| Written problem |
Reproduce in full and word for word the text below on Common's album One Day It'll All Make Sense.

| Text section |
──────────

Studio album by Common
- Released: September 30, 1997
- Recorded: 1995–1997
- Studio: Streeterville (Chicago)
- Genre: Midwestern hip-hop
- Length: 70:10
- Label: Relativity
- Producers: No I.D.; Spike Rebel; Karriem Riggins; James Poyser; the Twilite Tone; Dug Infinite;

Common chronology
| Resurrection (1994) | One Day It'll All Make Sense (1997) | Like Water for Chocolate (2000) |

Singles from One Day It'll All Make Sense
- "Retrospect for Life" Released: July 29, 1997; "Reminding Me (Of Sef)" Released: August 5, 1997; "All Night Long" Released: January 25, 1998;

= One Day It'll All Make Sense =

One Day It'll All Make Sense is the third studio album by rapper Common, released on September 30, 1997, on Relativity Records. It was the follow-up to his critically acclaimed album Resurrection and the last Common album to feature producer No I.D. until Common's 2011 album The Dreamer/The Believer. It was also the first album in which Common officially dropped Sense from his name.

──────────

| Dataset excerpt |
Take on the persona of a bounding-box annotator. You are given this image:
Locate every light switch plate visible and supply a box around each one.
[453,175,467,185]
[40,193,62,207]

──────────

| Final result |
Studio album by Common
- Released: September 30, 1997
- Recorded: 1995–1997
- Studio: Streeterville (Chicago)
- Genre: Midwestern hip-hop
- Length: 70:10
- Label: Relativity
- Producers: No I.D.; Spike Rebel; Karriem Riggins; James Poyser; the Twilite Tone; Dug Infinite;

Common chronology
| Resurrection (1994) | One Day It'll All Make Sense (1997) | Like Water for Chocolate (2000) |

Singles from One Day It'll All Make Sense
- "Retrospect for Life" Released: July 29, 1997; "Reminding Me (Of Sef)" Released: August 5, 1997; "All Night Long" Released: January 25, 1998;

= One Day It'll All Make Sense =

One Day It'll All Make Sense is the third studio album by rapper Common, released on September 30, 1997, on Relativity Records. It was the follow-up to his critically acclaimed album Resurrection and the last Common album to feature producer No I.D. until Common's 2011 album The Dreamer/The Believer. It was also the first album in which Common officially dropped Sense from his name.